Article >>
/---
Thus, in this case, if the result of a measurement is interpreted on the basis of an
assumption of a perfect correspondence between the microstate of $S$ and the macrostate
of ${\cal I}$, then there is a miniscule possibility that the pointer position will
correspond to a state of $S$ quite different from (in general orthogonal to) the indicated
one. We term the instruments of the first class {\it ideal} and those of the second class
{\it normal}. As support for this classification of instruments, we show that, in the case of
a finite version of the Coleman-Hepp model [14], the instrument is generically normal,
though it is ideal for certain special values of its parameters. Furthermore, in the former
case, the odds against the pointer indicating the \lq wrong\rq\ state of $S$ increase
exponentially with $N$.
\vskip 0.2cm
We present our mathematical treatment of the measurement process as follows. In
Section 2, we formulate the generic model of the composite quantum system $S_{c}$,
employing the phase cell representation of Van Kampen [12] and Emch [13] for the
description of the macroscopic observables of ${\cal I}$. In particular, we formulate the
time-dependent expectation values of the observables, $A$, of $S$ and of the
macroscopic ones, $M$, of ${\cal I}$, as well as the conditional expectation value of
$A$, given ${\cal M}$, subject to the assumption that $S$ and ${\cal I}$ are
independently prepared and then coupled together at time $t=0$. In Section 3, we
formulate the conditions on the dynamics of the model under which the measuring
instrument ${\cal I}$ is ideal or normal, in the sense described above. In Section 4, we
show that the general scheme of Sections 2 and 3 is fully realized by the finite version of
the Coleman-Hepp model [14]. There we show that the instrument ${\cal I}$ for this
model is generically normal, though for certain special values of its parameters it is ideal.
\---
Input records >>
/---
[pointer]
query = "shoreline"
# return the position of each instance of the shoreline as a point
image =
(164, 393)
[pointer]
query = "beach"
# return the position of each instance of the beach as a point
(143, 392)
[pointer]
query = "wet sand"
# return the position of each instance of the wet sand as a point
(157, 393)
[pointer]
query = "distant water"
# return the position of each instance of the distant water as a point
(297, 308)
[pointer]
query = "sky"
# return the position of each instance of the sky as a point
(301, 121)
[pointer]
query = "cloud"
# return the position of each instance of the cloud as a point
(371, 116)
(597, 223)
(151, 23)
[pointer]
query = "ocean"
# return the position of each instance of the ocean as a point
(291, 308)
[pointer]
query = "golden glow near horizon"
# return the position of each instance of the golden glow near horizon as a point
\---
List of tasks >>
- 1) Rewrite the paragraph of the excerpt beginning "We present our mathematical treatment" as a short bulleted list that keeps its main facts.
- 2) Pull out every line of the listing that contains the string "distant", treating uppercase and lowercase as different.
The excerpt and the listing are unrelated to each other.

Task-by-task outputs >>
- 1)
- Section 2 formulates the generic model of the composite quantum system S_c. It uses the phase cell representation of Van Kampen and Emch to describe the macroscopic observables of the instrument I. It also gives the time-dependent expectation values of the observables A of S and the macroscopic observables M of I, and the conditional expectation value of A given M. These assume that S and I are prepared independently and then coupled at time t = 0.
- Section 3 formulates the conditions on the model's dynamics under which the instrument I is ideal or normal.
- Section 4 shows that the finite version of the Coleman-Hepp model fully realizes the general scheme of Sections 2 and 3. In that model, I is generically normal but ideal for certain special values of its parameters.

- 2)
query = "distant water"
# return the position of each instance of the distant water as a point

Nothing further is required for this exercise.